所给数据:
------------------------------------------------

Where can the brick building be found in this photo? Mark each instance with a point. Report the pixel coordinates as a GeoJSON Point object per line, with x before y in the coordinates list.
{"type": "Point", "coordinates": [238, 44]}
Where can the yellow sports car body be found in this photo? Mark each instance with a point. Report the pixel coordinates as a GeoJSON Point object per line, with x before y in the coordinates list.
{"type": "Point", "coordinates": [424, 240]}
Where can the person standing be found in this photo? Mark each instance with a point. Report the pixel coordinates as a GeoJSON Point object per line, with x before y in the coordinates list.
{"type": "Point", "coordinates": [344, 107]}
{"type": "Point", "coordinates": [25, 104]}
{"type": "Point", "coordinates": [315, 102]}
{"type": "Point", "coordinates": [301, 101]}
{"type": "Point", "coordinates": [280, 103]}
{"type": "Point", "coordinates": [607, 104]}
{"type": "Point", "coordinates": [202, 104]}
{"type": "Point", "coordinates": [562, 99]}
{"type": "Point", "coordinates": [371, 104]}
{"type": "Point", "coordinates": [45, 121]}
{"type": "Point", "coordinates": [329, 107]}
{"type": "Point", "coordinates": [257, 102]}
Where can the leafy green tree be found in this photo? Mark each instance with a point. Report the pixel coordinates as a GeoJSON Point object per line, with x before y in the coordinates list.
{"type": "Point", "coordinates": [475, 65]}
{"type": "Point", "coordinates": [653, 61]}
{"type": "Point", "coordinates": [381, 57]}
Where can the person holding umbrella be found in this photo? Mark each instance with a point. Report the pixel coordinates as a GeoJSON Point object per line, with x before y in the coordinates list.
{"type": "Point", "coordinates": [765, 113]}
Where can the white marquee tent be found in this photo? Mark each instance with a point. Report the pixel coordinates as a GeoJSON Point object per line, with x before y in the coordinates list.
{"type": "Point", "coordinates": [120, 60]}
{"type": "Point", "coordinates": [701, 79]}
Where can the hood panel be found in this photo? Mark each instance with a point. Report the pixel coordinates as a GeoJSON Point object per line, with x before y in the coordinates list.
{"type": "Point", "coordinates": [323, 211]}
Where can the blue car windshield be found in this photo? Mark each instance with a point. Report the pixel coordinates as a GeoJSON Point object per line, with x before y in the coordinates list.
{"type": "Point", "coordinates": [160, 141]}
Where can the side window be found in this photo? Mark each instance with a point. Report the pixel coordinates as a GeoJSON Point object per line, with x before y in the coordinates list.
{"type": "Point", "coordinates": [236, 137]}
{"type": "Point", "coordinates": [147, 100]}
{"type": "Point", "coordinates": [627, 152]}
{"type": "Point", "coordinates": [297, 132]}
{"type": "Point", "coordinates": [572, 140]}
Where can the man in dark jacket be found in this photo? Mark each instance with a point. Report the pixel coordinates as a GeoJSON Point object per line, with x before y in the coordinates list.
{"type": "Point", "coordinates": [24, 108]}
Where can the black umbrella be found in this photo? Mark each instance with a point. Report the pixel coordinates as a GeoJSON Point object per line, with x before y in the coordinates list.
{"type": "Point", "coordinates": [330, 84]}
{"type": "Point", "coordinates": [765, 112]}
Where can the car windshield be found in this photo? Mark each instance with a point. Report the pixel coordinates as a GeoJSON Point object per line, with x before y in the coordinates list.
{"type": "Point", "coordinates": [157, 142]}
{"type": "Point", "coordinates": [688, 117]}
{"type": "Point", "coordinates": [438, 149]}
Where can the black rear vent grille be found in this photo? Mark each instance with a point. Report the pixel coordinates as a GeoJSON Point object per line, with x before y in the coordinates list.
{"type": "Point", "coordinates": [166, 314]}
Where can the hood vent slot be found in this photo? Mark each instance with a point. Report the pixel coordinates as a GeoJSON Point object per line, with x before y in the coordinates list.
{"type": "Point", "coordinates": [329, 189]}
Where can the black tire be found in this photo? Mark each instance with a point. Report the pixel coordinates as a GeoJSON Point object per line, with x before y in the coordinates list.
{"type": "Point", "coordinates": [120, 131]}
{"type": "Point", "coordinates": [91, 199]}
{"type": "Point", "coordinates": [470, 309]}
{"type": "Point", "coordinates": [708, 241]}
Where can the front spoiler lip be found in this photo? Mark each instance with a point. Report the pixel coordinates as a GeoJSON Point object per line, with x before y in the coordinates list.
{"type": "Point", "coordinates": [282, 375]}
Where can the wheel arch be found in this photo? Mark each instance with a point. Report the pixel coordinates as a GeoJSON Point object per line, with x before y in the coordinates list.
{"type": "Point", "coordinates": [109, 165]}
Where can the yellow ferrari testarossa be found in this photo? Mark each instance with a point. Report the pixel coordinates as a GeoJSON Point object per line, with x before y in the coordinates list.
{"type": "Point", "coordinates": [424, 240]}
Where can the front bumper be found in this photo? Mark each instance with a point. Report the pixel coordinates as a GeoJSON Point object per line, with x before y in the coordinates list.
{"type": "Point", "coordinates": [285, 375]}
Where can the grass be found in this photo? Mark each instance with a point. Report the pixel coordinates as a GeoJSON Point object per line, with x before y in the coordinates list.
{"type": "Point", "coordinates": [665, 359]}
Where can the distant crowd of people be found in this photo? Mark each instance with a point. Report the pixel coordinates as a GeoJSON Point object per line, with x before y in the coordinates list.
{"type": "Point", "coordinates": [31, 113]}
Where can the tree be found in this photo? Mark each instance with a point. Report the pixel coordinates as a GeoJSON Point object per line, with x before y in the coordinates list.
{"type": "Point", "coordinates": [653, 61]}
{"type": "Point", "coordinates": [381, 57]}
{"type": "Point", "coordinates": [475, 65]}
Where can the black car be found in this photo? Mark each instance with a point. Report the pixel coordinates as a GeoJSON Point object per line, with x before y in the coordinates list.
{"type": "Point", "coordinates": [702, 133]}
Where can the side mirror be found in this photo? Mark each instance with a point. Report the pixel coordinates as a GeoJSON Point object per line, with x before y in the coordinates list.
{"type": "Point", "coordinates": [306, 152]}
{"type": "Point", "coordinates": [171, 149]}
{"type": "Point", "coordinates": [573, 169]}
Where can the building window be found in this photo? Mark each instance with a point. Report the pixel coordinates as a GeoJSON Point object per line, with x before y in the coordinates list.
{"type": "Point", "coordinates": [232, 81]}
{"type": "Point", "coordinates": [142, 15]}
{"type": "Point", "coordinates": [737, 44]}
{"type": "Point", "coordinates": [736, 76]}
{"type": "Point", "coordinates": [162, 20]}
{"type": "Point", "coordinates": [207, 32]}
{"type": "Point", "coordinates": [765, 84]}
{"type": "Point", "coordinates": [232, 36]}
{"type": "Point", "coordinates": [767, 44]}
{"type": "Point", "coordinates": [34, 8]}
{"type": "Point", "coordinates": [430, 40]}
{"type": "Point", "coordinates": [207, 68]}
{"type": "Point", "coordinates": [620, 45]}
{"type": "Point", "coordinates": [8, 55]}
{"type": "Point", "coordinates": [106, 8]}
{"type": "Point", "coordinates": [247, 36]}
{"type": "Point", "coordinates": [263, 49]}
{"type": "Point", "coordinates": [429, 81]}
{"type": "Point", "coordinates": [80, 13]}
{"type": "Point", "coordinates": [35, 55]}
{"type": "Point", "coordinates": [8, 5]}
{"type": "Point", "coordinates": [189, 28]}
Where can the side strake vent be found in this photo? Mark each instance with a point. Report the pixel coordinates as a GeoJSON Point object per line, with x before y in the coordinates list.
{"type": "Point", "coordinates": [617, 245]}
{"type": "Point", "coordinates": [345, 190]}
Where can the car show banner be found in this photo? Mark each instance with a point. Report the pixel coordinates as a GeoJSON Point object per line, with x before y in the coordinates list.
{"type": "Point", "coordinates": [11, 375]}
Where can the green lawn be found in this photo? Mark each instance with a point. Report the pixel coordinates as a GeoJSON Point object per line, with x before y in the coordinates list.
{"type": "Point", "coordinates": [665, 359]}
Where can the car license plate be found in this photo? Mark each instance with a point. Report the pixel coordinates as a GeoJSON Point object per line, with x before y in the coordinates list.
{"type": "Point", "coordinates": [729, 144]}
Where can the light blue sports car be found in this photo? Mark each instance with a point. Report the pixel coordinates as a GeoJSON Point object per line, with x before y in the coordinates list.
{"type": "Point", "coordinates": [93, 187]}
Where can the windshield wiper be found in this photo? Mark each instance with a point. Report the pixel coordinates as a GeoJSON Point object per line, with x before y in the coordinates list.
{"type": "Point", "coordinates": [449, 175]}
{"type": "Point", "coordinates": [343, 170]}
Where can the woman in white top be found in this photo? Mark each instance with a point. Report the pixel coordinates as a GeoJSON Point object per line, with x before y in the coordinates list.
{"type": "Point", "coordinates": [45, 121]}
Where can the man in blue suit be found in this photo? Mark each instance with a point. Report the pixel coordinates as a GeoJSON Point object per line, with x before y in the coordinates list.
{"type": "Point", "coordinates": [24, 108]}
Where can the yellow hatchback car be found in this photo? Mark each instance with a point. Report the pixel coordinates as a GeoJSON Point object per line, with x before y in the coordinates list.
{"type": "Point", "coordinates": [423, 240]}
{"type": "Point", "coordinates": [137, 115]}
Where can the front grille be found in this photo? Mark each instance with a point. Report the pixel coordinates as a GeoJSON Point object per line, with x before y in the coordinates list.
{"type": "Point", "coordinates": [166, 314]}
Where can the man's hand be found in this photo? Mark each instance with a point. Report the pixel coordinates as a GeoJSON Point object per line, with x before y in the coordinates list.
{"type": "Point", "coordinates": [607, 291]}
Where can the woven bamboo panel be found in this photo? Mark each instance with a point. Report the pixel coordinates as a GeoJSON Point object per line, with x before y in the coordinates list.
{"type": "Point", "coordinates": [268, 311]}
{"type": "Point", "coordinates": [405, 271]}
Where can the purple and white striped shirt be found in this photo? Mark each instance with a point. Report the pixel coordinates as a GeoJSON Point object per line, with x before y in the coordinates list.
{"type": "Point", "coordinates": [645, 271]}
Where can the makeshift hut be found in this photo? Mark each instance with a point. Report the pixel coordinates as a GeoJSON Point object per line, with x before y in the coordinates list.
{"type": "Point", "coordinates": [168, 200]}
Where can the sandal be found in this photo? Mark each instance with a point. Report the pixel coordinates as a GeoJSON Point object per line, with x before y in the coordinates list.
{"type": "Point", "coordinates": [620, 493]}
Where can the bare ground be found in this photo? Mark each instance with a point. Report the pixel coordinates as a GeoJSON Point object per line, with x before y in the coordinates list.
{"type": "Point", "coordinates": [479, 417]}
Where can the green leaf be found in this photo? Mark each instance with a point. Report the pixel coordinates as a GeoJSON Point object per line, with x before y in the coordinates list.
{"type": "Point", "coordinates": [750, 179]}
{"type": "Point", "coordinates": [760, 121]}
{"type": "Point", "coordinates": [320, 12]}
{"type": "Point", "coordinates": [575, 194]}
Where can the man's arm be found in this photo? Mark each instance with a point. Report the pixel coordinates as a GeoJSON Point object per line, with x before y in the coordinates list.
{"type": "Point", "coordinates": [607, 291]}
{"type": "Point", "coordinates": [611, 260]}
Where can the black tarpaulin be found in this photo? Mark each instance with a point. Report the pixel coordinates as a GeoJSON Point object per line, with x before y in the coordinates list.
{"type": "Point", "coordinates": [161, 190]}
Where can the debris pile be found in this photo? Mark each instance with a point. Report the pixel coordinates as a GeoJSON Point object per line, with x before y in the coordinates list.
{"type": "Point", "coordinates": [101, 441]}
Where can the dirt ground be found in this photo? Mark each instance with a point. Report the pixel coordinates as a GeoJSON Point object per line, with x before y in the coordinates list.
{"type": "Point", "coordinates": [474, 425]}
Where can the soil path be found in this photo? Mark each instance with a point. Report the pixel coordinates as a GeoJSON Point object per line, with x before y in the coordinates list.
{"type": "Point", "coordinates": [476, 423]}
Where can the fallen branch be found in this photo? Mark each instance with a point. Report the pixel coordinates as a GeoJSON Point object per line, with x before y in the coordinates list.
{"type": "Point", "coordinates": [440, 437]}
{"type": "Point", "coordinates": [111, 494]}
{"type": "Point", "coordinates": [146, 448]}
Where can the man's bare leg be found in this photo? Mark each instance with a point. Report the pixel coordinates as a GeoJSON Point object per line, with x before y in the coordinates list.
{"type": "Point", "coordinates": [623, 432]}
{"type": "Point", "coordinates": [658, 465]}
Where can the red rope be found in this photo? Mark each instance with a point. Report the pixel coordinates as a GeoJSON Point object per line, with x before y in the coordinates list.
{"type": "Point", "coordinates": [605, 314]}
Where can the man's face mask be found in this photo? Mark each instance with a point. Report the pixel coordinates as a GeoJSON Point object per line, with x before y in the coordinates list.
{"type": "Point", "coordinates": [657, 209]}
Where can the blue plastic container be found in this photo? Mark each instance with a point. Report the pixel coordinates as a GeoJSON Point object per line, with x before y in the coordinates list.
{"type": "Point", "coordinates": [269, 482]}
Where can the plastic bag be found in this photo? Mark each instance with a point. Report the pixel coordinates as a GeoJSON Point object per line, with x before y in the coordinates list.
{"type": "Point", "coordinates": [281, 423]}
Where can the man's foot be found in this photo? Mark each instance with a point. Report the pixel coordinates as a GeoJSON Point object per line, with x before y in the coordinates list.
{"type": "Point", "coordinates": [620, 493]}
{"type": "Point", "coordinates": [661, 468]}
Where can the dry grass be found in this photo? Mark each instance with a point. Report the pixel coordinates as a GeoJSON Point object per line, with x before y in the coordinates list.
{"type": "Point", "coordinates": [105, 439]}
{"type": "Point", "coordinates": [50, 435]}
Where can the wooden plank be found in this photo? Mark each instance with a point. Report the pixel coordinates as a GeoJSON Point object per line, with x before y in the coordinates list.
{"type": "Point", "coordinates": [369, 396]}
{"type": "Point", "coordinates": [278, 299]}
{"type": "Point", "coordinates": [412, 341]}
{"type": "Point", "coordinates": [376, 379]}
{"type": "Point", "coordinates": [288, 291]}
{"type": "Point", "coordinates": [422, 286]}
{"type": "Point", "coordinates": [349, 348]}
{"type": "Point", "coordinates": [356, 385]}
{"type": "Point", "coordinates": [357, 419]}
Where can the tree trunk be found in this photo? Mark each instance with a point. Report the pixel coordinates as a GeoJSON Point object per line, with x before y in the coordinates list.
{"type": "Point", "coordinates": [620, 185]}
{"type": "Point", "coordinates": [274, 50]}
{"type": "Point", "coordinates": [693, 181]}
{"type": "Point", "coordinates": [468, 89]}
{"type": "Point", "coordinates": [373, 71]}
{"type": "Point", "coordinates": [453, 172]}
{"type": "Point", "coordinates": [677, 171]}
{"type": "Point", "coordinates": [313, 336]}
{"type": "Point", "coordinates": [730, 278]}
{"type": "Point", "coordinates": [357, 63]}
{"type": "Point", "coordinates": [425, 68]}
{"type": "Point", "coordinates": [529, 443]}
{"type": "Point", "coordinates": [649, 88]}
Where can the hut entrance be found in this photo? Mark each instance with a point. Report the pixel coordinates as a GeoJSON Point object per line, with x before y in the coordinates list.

------------------------------------------------

统计上面的条目中含有字符串“sports”的行数，大小写须区分。只写出这个数字。

2